= REQUEST =
Quote the lines from the first one up to and including the line with "point(1057, 231)", without the pictures.

Point-based annotation data:
======
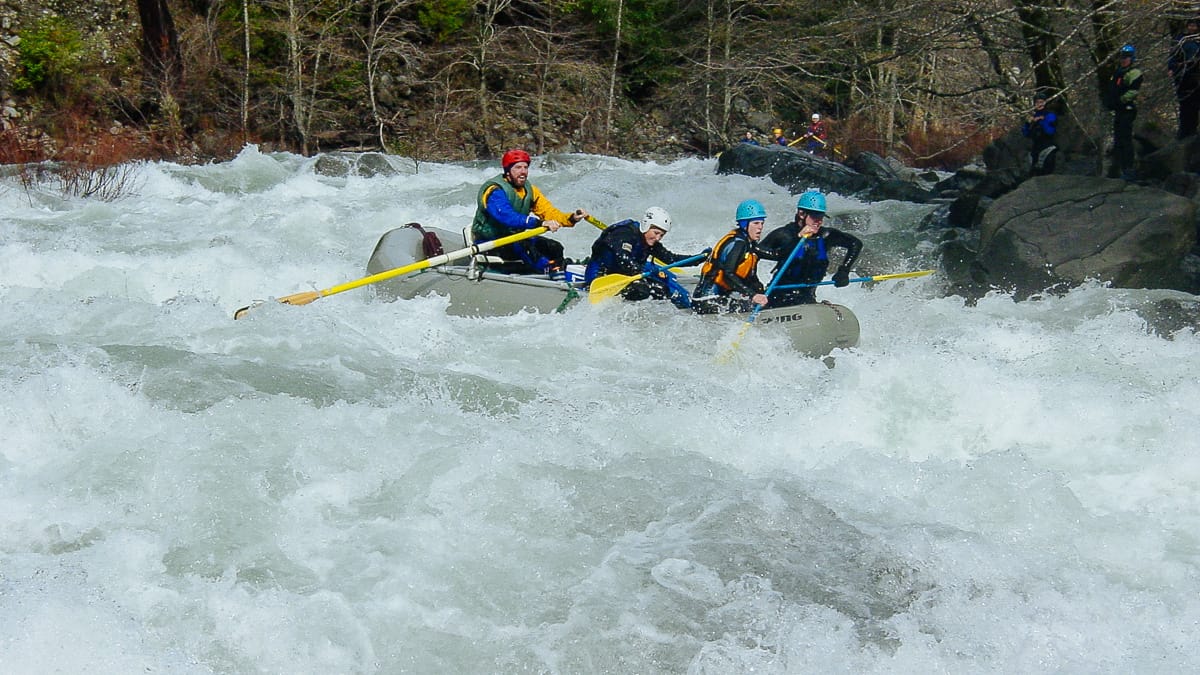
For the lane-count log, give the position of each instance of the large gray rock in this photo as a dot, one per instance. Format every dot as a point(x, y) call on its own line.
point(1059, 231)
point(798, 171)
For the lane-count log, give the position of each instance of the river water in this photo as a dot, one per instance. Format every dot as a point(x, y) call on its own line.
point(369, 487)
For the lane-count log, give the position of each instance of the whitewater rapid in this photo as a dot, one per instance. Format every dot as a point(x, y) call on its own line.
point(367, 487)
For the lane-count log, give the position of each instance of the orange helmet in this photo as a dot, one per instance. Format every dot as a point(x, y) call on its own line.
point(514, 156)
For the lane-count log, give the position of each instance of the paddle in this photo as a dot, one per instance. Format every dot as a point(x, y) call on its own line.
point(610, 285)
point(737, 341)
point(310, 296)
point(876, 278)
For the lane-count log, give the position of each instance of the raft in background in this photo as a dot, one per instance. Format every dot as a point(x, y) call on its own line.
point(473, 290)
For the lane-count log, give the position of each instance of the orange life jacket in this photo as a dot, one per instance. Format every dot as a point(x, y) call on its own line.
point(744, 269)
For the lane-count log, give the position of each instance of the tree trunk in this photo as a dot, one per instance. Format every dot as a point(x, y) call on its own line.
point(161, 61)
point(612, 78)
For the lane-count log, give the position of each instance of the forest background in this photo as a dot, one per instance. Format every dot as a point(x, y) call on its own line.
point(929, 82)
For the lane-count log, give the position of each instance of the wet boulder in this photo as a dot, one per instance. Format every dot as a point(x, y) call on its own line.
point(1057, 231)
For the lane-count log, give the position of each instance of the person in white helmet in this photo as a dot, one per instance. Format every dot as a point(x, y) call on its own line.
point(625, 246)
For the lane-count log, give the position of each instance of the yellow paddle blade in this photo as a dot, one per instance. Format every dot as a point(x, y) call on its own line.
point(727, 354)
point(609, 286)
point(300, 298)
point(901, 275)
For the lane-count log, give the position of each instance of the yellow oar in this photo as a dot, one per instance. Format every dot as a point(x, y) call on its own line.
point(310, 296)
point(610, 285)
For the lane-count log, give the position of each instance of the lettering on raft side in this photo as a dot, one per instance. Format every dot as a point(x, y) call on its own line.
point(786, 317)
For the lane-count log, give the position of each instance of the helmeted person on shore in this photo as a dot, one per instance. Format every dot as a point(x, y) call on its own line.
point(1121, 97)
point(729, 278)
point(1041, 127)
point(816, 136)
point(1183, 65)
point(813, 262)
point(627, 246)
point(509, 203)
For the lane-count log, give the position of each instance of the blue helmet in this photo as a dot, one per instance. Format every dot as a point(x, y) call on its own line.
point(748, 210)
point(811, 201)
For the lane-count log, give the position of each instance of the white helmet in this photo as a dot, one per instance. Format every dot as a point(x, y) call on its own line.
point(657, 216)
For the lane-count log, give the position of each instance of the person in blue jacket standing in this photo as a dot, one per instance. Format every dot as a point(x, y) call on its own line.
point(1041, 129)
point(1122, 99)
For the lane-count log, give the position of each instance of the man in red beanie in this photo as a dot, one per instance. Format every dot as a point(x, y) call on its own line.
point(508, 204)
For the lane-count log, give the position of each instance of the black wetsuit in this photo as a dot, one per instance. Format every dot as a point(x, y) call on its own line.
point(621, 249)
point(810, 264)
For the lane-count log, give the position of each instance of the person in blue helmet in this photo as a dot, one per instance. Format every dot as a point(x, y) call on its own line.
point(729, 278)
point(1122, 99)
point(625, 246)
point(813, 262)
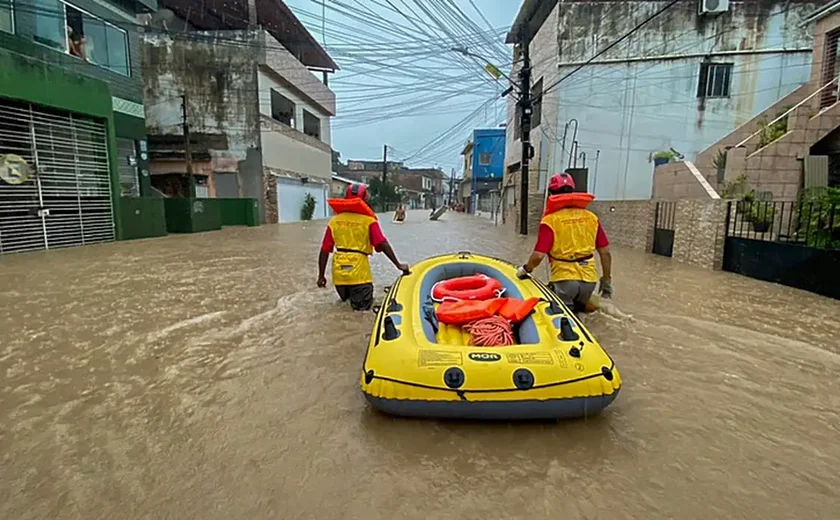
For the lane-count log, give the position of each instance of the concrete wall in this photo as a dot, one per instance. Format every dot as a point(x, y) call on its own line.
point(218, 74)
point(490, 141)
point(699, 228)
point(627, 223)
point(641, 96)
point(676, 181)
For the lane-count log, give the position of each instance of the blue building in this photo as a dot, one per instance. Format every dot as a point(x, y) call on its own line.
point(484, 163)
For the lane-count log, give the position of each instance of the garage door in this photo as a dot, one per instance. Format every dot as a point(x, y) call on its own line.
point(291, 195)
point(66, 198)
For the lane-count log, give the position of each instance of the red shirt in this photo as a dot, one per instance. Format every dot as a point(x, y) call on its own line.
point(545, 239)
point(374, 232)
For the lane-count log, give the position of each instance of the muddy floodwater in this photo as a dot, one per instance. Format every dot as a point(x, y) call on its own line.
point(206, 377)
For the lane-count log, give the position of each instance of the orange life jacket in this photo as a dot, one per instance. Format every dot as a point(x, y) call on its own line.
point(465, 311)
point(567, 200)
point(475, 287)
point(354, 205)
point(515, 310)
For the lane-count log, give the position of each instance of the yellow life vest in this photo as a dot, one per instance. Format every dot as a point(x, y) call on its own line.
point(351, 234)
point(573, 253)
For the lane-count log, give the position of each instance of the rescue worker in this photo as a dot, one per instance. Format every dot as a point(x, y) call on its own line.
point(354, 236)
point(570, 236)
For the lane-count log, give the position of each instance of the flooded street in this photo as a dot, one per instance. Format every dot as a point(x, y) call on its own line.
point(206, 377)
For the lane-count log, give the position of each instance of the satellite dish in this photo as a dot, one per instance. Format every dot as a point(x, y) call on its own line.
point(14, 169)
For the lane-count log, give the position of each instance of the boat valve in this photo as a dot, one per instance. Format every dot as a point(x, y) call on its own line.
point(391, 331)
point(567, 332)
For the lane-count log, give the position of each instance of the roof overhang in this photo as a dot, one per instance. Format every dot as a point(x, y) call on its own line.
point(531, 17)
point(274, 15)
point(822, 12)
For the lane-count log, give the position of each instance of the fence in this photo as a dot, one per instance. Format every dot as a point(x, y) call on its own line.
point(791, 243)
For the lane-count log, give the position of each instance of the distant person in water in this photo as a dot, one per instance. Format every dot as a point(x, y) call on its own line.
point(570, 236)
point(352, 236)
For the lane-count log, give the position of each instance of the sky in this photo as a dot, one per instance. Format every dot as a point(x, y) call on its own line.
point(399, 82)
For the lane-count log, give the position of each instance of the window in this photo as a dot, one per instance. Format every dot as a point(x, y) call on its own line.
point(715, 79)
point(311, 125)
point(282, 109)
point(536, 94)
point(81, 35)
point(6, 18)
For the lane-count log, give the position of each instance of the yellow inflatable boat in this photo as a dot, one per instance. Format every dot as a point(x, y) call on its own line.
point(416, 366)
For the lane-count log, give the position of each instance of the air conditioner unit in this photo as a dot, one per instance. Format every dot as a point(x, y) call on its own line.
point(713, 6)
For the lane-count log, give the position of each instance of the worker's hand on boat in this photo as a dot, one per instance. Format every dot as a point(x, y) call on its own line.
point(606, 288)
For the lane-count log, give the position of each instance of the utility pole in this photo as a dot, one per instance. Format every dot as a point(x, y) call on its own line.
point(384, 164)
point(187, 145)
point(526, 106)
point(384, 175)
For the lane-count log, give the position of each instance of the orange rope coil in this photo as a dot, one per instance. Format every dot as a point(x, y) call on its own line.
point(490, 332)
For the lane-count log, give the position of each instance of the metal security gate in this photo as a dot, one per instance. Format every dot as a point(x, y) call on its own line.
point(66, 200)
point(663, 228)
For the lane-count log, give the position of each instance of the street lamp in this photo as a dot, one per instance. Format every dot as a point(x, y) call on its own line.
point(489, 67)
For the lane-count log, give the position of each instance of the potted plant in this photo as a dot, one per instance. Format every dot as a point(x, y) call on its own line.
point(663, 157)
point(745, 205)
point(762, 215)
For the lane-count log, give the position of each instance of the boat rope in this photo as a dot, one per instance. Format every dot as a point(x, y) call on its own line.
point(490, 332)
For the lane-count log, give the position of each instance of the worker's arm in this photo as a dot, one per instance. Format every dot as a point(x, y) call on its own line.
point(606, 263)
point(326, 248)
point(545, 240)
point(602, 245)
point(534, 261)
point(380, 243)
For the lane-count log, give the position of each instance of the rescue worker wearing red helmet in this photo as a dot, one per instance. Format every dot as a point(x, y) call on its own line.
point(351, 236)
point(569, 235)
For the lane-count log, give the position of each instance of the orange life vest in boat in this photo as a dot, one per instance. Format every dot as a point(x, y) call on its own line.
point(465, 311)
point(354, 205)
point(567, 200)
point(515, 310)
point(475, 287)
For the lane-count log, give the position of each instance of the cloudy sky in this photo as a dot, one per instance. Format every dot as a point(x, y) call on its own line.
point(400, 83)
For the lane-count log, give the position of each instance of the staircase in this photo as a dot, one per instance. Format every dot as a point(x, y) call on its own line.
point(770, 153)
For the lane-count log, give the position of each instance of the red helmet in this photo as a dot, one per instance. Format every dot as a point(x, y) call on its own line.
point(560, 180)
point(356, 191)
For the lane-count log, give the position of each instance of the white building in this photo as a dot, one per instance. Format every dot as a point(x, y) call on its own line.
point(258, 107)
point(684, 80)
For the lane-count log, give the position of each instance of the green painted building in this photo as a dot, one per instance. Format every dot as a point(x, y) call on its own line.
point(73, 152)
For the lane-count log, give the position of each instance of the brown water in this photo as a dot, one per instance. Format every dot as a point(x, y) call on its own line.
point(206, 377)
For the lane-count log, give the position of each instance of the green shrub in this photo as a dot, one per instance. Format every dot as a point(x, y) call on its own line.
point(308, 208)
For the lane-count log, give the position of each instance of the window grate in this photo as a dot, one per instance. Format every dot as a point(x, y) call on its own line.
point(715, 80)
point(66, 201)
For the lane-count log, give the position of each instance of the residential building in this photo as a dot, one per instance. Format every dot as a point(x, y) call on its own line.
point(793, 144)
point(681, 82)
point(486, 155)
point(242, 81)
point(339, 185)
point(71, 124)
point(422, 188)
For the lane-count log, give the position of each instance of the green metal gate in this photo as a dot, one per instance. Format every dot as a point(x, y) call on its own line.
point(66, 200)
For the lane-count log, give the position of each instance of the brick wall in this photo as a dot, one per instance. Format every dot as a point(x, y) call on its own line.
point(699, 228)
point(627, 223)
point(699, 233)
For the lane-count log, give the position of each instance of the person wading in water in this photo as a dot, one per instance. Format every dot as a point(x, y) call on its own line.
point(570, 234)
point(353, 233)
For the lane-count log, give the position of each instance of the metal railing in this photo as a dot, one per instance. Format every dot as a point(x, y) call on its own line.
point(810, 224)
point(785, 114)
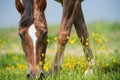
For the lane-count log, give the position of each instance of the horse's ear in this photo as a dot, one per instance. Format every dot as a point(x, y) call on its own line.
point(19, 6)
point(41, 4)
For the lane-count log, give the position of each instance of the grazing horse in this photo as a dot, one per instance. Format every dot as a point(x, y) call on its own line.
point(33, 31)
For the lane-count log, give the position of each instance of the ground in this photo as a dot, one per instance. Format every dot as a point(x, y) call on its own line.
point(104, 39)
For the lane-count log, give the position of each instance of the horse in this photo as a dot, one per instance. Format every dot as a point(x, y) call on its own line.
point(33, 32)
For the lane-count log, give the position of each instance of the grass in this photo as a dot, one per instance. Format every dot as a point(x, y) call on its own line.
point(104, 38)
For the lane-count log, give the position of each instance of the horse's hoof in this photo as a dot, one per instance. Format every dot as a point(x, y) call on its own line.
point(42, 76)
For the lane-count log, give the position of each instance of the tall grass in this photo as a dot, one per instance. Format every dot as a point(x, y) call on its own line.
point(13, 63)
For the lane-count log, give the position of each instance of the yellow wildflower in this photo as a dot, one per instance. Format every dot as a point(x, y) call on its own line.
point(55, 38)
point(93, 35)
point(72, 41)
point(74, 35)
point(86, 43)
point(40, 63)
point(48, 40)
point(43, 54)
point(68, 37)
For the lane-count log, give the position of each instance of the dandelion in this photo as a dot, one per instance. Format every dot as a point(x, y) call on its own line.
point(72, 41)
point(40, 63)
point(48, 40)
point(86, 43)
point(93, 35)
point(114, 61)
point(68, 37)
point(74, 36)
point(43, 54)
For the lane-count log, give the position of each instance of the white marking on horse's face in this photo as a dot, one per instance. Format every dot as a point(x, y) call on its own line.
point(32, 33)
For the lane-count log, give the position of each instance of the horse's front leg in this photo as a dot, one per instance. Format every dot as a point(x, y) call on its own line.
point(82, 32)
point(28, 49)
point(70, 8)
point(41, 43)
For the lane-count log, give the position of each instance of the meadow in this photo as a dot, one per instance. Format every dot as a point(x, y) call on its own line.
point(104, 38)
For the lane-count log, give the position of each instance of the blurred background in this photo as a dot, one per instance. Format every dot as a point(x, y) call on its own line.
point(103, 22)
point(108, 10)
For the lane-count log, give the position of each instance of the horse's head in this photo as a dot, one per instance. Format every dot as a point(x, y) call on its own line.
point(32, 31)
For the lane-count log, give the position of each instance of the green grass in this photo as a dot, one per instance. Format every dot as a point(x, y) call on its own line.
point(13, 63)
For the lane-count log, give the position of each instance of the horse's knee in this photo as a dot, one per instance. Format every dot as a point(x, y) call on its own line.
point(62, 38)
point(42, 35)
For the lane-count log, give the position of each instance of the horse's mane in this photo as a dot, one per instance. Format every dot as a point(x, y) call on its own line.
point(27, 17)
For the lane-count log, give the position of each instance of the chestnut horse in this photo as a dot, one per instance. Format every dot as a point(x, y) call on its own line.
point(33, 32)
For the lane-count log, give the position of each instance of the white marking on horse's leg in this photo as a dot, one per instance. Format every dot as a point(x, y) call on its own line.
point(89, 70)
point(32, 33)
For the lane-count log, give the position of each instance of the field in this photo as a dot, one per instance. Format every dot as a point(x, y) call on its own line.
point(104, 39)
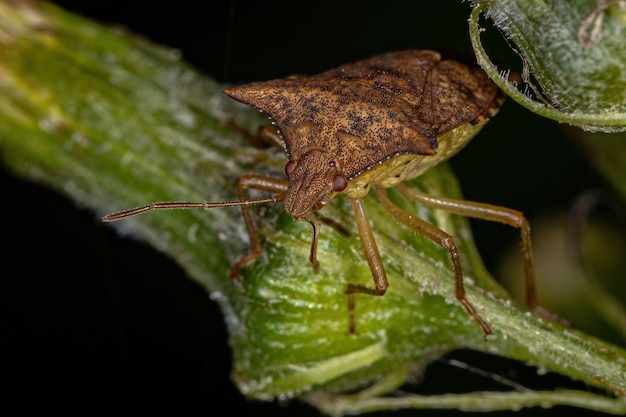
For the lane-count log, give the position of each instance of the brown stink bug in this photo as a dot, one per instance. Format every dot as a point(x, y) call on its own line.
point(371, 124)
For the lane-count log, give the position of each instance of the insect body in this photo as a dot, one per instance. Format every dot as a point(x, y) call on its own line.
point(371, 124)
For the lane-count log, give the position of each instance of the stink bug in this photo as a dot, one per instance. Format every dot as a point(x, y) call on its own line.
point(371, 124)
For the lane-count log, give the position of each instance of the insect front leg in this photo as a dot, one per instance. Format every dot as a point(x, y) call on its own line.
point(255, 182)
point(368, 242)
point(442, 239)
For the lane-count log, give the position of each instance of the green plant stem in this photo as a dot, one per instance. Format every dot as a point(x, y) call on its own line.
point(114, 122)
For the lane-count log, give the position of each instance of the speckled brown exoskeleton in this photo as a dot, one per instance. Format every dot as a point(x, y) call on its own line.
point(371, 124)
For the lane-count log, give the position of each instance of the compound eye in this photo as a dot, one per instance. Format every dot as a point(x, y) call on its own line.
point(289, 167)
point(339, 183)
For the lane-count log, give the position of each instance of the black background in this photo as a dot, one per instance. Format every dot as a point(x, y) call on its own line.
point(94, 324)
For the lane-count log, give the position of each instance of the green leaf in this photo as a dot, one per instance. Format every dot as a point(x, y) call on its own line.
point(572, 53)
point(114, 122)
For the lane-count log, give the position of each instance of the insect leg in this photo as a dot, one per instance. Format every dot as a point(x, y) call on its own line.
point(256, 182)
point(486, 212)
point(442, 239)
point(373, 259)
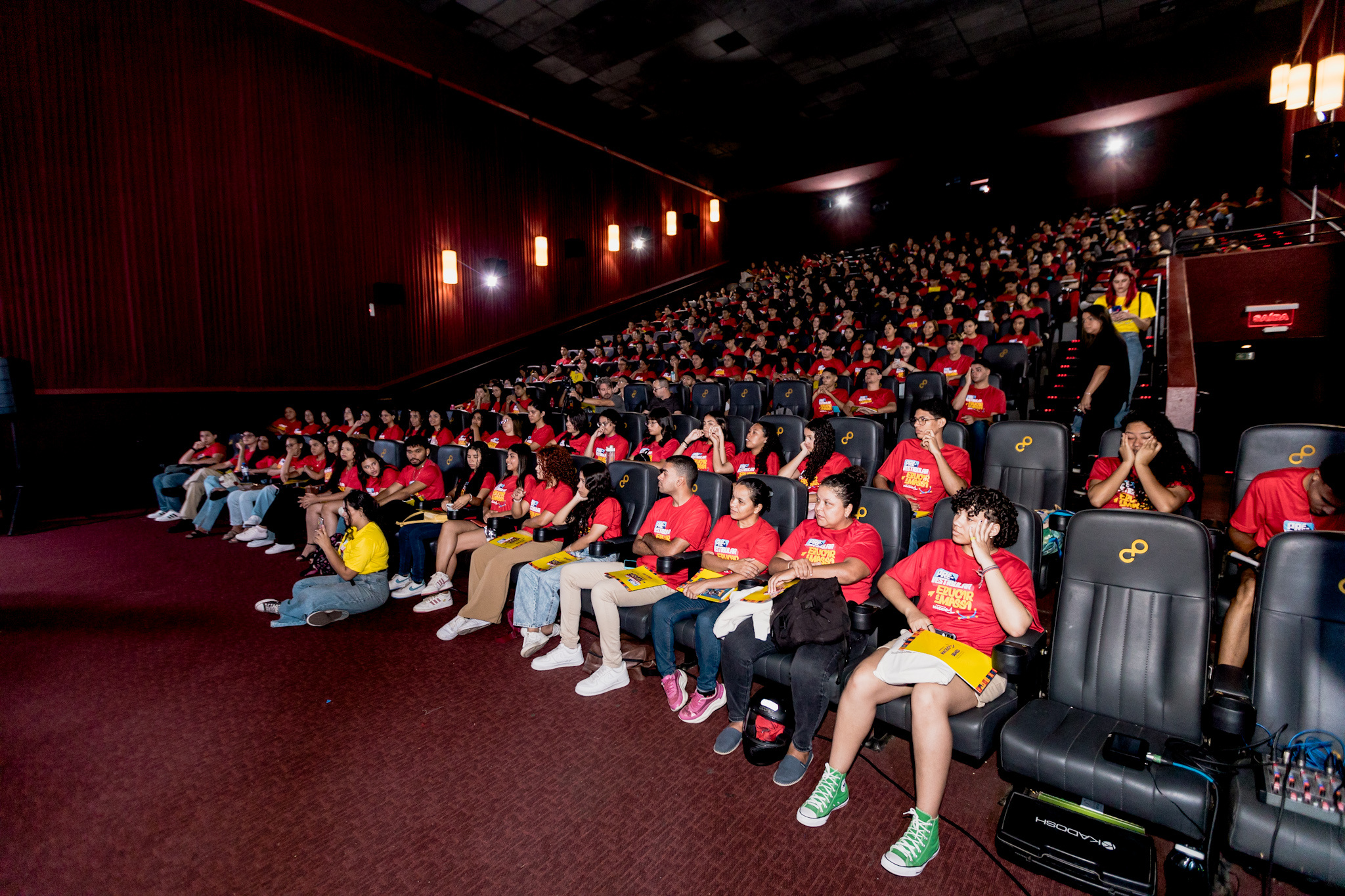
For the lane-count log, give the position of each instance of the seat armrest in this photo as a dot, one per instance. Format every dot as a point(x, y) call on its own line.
======
= OUTPUT OF THE TASK =
For the lane-count log, give the position of each instance of the large gray rock in this photo as a dot, one per instance. Format every dot as a point(x, y) call on its own line.
point(1059, 231)
point(798, 171)
For the lane-count log, give the position of each instance of the river water in this photo as a dot, one per instance. Format every dot as a point(x, y) call on its own line.
point(369, 487)
For the lane-count log, give the position of each instance of the whitewater rapid in this photo as a dot, one per instance. Format every dot as a point(x, y) call on its own line.
point(367, 487)
For the lane-count log, give the position of each instance of the orange helmet in this photo as a dot, one per instance. Format every dot as a point(x, y) call on its own line.
point(514, 156)
For the lane-count log, give the position of each instance of the paddle in this photo as a dot, one per instance. Format every dot as a point(x, y) call on its own line.
point(610, 285)
point(737, 341)
point(310, 296)
point(876, 278)
For the lane-count log, give the position of each instance of the raft in background in this photo as a dot, one per instance. Format every dot as a point(x, y) call on its own line.
point(473, 290)
For the lane-count log, give the position of each instance of the orange life jacket in this photo as a dot, one per instance. Format every dot as a point(x, y) call on its own line.
point(744, 269)
For the lane-count log, give the position of each instance of the tree trunk in this photo as a dot, one per instance. Format every dot as a point(x, y) call on its own line.
point(161, 61)
point(612, 78)
For the lane-count log, give the position of each instance of the forest background in this photo as a dot, one per instance. Format every dot as a point(x, y) call on its own line.
point(929, 82)
For the lane-count log, give the position of each instance of the wet boulder in this photo as a dot, one per instance. Format every dot as a point(x, y) call on its own line.
point(1057, 231)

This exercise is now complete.